* **Selected excerpt**:
........

TEMPERED GLASS HISTORY
The first patent on tempered glass was held by chemist Rudolph A. Seiden, born in 1900 in Austria. Though the underlying mechanism was not known at the time, the effects of "tempering" glass have been known for centuries. In about 1660, Prince Rupert of the Rhine brought the discovery of what are now known as "Prince Rupert's Drops" to the attention of King Charles II. These are teardrop shaped bits of glass which are produced by allowing a molten drop of glass to fall into a bucket of water, thereby rapidly cooling it. They have the curious ability to withstand a blow from a hammer on the bulbous end without breaking, but the drops will disintegrate explosively if the tail end is even slightly damaged. The teardrops were often used by the King as a practical joke.

........

* **Recorded information**:

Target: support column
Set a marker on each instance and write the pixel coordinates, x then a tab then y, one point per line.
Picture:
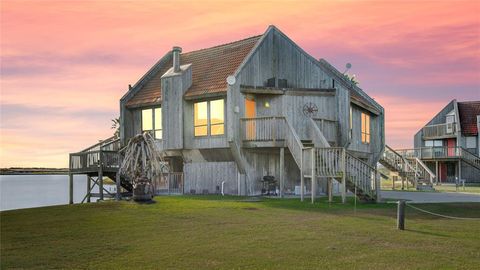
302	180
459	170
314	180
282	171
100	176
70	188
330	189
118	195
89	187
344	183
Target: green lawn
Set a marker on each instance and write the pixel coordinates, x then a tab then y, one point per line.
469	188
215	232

........

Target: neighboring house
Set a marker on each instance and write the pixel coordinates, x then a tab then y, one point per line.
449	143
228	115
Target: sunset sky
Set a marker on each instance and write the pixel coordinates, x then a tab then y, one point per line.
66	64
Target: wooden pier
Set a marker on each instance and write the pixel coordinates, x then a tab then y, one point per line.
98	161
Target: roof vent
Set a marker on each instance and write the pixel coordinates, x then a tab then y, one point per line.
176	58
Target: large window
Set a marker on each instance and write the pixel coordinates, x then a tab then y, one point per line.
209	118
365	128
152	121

........

* **Study questions**:
1) In the tempered glass history, who held the first patent on tempered glass?
2) List every person the tempered glass history names.
3) Write the next part of the tempered glass history, picking up after its last sentence.

* **Set of answers**:
1) Rudolph A. Seiden, a chemist born in 1900 in Austria.

2) Rudolph A. Seiden, Prince Rupert of the Rhine, King Charles II

3)
Toughened glass is processed by controlled thermal or chemical treatments to increase its strength compared with normal glass. Tempering creates balanced internal stresses which cause the glass, when broken, to crumble into small granular chunks instead of splintering into jagged shards. The granular chunks are less likely to cause injury. As a result of its safety and strength, tempered glass is used in a variety of demanding applications, including automotive windows, shower doors, architectural glass doors and tables, refrigerator trays, as a component of bulletproof glass, for diving masks, and various types of plates and cookware. The federal safety laws require that window glass be tempered if each of the following criteria are met: sill height within 18 in (0.457 m) of the floor, top edge greater than 36 in (0.914 m) from the floor, area greater than 9 ft² (0.836 m²), and horizontal distance to nearest walking surface of less than 36 in (0.914 m).